**TRY IT**
Retype the passage on REACH and GHS regulations word for word, starting with "Another public policy" and going on through "definitions are non-standard.".

━━━━━ PASSAGE

REACH, GHS and local implementations

Another public policy trend that attempts to make people safer but may have the reverse effect is evolving regulations concerning the ‘Global Harmonised Shipping’ procedures. In theory, if there was just one set of hazardous product labels and shipping regulations around the world, it should eliminate confusion and make shipping processes easier and safer. Unhappily, most countries are developing local implementations of the GHS system that do not exactly match the international template. 

For example, a simple aerosol product sold in the USA would require a completely separate safety label in Europe, and still a different one in China, because the GHS implementations in those regions are all non-standard. In addition, some of the safety warnings on the cans actually contradict each other, because local safety definitions are non-standard. 

The REACH regulations in Europe are particularly perplexing. This sweeping set of rules is attempting to define a new paradigm: a chemical must be proven to be safe before it can be imported into Europe. The burden of proof lies on the importer; the judge-and-jury are the REACH regulators. They can demand almost any level of testing to make sure a chemical is safe. Yet the costs and delays caused by the lab testing for new products can be so expensive and open-ended that new chemical products simply will not be introduced into Europe. The result of this may be the demise of many environmentally-progressive chemical innovations that will ultimately force companies to move their production off-shore.

━━━━━━━━━━
━━━━━ STORED DATA

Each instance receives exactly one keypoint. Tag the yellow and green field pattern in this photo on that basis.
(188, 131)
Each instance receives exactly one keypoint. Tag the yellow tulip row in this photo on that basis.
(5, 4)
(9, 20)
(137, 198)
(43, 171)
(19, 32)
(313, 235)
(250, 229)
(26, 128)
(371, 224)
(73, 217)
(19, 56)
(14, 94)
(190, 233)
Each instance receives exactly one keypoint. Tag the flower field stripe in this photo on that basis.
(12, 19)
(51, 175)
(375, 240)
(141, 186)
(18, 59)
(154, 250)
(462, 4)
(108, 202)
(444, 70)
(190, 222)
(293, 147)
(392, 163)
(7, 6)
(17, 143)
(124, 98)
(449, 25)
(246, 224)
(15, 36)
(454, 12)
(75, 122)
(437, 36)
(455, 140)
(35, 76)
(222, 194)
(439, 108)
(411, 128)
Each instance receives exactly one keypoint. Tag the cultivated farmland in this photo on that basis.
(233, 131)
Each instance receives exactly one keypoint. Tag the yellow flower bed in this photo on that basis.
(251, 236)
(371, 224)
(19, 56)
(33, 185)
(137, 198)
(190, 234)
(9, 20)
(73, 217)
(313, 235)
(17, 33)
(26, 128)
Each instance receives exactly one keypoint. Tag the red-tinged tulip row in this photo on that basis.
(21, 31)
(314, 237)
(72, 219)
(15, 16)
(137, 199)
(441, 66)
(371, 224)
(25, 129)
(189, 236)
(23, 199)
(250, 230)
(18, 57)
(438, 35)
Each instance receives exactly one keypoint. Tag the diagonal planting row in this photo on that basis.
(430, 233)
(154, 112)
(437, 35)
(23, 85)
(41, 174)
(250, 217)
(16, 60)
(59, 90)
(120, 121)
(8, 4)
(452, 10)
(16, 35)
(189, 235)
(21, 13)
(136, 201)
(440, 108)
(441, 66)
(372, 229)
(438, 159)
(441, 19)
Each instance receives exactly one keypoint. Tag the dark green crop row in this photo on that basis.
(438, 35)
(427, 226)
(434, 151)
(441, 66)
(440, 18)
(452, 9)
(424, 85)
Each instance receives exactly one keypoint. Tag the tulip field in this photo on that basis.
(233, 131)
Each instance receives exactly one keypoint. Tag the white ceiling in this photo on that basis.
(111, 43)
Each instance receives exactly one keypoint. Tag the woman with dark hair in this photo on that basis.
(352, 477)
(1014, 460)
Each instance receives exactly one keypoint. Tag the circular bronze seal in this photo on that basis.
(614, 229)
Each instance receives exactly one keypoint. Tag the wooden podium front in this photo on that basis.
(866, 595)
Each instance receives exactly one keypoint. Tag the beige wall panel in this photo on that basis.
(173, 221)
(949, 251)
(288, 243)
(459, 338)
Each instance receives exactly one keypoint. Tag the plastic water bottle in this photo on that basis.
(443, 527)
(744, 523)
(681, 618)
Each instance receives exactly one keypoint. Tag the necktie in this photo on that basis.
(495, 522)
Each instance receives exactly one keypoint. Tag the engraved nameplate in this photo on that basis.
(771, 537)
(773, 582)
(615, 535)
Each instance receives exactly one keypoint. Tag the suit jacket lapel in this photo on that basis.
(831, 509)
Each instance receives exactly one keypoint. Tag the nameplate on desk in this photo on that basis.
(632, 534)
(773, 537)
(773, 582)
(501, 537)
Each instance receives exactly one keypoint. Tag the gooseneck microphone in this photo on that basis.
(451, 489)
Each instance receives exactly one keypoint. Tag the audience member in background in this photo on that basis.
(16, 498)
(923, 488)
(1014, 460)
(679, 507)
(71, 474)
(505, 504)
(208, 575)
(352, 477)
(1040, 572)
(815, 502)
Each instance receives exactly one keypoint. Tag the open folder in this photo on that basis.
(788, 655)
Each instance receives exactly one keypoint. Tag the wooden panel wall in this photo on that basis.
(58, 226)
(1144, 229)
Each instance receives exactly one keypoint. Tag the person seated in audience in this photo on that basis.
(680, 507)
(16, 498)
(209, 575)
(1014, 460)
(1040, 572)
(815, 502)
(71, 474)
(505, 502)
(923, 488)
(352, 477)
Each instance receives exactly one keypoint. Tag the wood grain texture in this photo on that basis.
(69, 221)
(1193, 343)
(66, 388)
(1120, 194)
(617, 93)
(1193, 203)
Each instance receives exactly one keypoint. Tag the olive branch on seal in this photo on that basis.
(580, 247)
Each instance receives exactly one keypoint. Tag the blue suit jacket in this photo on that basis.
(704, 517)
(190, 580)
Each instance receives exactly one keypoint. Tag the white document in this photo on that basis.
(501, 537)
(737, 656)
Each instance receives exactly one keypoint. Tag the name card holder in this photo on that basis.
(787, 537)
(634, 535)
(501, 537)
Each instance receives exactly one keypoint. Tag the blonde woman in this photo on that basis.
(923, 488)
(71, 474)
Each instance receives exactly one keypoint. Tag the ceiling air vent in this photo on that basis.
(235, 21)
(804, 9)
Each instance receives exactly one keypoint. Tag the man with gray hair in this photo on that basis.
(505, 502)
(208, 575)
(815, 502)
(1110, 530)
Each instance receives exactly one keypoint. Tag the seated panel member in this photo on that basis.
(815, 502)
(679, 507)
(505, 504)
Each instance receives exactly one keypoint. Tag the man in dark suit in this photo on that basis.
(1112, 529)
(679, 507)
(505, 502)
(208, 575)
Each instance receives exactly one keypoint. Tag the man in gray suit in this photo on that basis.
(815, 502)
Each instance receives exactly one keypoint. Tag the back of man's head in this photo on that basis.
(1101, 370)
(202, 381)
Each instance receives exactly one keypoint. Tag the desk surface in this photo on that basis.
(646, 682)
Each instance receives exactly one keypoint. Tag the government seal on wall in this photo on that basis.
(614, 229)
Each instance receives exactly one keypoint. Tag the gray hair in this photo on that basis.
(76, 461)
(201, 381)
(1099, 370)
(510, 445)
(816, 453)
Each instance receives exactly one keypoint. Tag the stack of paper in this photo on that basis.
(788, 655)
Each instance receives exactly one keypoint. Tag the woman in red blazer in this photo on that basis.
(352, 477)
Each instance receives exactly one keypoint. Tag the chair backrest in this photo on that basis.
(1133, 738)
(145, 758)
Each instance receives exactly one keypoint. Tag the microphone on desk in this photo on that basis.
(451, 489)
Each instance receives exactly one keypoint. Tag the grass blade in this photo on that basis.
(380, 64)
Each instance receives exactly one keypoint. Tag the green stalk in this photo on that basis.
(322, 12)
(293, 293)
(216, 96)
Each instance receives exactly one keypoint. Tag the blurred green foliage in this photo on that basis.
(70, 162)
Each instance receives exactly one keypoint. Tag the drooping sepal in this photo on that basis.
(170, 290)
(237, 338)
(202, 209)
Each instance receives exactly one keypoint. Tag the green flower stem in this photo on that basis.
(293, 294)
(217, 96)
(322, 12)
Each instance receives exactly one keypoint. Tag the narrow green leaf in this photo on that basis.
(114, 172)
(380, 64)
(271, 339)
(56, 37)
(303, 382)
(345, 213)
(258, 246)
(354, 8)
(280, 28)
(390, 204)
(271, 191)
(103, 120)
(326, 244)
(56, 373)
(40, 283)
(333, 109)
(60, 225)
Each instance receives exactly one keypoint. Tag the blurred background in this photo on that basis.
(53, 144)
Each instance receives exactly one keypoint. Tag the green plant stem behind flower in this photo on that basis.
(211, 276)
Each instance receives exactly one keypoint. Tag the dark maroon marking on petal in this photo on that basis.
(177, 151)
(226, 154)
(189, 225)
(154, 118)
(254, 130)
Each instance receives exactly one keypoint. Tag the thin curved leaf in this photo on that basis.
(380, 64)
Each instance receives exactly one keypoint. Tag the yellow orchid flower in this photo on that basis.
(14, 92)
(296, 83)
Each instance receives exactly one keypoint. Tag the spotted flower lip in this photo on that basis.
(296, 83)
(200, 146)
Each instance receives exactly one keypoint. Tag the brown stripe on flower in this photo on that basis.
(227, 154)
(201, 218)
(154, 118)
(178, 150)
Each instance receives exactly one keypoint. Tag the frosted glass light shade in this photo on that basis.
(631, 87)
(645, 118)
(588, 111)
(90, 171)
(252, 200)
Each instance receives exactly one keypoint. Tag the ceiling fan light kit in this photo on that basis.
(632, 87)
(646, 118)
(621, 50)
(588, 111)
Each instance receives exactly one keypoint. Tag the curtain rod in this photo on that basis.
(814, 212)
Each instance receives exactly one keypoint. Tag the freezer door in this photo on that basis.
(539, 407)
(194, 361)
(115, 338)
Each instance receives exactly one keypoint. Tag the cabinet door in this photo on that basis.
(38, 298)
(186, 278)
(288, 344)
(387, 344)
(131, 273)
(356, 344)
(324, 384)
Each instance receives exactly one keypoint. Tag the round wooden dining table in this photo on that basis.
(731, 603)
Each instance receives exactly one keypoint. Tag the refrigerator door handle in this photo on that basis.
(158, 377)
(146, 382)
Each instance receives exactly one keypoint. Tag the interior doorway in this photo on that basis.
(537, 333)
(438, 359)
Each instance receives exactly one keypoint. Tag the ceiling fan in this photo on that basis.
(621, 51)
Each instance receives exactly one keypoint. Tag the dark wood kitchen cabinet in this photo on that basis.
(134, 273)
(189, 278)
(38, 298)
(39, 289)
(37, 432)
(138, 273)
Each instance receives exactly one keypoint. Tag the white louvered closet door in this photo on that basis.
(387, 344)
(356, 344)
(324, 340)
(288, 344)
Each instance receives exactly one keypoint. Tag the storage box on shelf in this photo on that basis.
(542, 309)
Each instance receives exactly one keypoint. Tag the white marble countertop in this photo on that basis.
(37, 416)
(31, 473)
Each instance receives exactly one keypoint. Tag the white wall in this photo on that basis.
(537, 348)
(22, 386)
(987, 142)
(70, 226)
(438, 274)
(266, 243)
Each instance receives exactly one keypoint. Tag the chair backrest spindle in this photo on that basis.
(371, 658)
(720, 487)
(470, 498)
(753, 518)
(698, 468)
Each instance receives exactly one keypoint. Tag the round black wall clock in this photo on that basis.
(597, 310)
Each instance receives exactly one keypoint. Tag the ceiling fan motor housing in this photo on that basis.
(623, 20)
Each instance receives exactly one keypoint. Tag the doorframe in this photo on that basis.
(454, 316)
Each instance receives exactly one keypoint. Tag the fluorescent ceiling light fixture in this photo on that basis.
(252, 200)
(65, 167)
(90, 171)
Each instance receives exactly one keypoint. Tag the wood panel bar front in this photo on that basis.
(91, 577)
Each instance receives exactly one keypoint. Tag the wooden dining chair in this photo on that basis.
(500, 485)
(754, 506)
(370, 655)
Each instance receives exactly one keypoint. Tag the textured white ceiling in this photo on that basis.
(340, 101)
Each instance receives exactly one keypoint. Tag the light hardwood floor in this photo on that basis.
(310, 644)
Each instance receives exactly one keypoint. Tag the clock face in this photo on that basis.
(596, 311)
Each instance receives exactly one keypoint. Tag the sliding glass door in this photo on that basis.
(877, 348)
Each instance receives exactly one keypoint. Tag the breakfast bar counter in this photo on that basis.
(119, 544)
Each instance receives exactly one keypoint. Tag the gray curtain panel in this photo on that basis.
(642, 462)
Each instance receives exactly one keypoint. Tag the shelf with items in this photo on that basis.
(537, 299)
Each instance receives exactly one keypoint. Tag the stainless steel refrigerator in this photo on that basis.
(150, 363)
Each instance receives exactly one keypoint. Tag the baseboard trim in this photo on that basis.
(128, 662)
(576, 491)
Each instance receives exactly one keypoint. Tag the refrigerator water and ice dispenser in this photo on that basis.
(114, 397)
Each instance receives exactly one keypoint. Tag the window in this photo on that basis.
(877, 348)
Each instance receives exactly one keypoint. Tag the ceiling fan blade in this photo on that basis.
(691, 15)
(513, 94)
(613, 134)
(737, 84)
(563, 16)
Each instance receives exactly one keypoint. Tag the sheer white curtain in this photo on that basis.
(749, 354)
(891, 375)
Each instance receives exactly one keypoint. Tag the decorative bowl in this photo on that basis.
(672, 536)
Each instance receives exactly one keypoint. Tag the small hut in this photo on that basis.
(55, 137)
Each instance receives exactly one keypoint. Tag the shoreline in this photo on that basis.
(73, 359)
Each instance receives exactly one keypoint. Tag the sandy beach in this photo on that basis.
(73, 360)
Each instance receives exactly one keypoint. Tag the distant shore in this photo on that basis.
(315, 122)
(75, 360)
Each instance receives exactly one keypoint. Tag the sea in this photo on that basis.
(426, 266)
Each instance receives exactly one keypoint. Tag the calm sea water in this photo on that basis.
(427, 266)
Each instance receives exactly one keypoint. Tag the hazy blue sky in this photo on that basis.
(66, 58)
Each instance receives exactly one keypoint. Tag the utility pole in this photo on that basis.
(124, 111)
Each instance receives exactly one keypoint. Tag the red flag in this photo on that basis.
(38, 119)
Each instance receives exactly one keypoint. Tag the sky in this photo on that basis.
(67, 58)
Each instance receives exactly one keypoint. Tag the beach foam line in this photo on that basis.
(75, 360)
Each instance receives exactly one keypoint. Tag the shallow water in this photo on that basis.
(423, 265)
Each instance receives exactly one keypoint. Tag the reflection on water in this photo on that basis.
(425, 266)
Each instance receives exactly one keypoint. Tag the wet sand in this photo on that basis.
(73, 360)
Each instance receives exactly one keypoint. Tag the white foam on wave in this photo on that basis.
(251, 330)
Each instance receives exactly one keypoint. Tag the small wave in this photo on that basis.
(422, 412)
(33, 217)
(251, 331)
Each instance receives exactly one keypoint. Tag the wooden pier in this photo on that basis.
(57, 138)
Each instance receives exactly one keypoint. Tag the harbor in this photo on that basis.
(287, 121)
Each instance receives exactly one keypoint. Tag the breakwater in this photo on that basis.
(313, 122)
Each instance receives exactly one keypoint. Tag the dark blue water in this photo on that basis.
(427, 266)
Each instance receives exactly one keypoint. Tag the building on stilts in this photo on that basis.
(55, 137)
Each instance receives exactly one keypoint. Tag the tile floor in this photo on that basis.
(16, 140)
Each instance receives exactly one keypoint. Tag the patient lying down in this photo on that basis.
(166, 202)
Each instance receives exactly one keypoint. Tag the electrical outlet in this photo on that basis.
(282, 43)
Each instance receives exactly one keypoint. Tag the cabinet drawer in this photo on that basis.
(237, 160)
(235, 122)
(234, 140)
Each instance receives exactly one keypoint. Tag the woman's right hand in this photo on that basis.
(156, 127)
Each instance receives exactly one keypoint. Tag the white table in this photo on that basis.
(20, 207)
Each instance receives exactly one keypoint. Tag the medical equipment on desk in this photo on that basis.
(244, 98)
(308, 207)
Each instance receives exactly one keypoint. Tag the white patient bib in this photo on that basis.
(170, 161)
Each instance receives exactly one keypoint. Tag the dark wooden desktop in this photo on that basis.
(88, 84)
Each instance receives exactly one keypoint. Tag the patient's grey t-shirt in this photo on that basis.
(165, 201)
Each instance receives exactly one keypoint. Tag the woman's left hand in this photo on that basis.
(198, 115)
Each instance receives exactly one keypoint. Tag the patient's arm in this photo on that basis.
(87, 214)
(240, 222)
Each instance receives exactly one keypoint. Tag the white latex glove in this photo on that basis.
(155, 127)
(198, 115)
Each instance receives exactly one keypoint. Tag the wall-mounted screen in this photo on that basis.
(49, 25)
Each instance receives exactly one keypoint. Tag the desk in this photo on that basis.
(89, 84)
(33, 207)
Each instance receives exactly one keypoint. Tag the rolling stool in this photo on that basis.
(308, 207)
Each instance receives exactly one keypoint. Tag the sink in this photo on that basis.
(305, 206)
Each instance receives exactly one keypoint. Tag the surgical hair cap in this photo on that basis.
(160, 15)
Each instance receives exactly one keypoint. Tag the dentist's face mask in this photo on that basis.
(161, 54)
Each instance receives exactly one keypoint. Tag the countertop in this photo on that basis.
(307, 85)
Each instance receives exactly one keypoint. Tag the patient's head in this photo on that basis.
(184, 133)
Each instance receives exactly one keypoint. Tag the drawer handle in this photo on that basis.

━━━━━━━━━━

**ANSWER**
Another public policy trend that attempts to make people safer but may have the reverse effect is evolving regulations concerning the ‘Global Harmonised Shipping’ procedures. In theory, if there was just one set of hazardous product labels and shipping regulations around the world, it should eliminate confusion and make shipping processes easier and safer. Unhappily, most countries are developing local implementations of the GHS system that do not exactly match the international template. 

For example, a simple aerosol product sold in the USA would require a completely separate safety label in Europe, and still a different one in China, because the GHS implementations in those regions are all non-standard. In addition, some of the safety warnings on the cans actually contradict each other, because local safety definitions are non-standard.